_Exercise instructions_
Copy the items below exactly as they appear, keeping every line unchanged.

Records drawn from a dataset
━━━
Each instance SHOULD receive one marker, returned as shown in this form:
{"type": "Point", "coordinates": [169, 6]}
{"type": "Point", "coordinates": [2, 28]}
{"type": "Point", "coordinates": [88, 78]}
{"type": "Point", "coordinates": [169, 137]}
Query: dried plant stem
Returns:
━━━
_Result_
Each instance SHOULD receive one marker, returned as shown in this form:
{"type": "Point", "coordinates": [169, 6]}
{"type": "Point", "coordinates": [2, 28]}
{"type": "Point", "coordinates": [88, 78]}
{"type": "Point", "coordinates": [169, 137]}
Query: dried plant stem
Returns:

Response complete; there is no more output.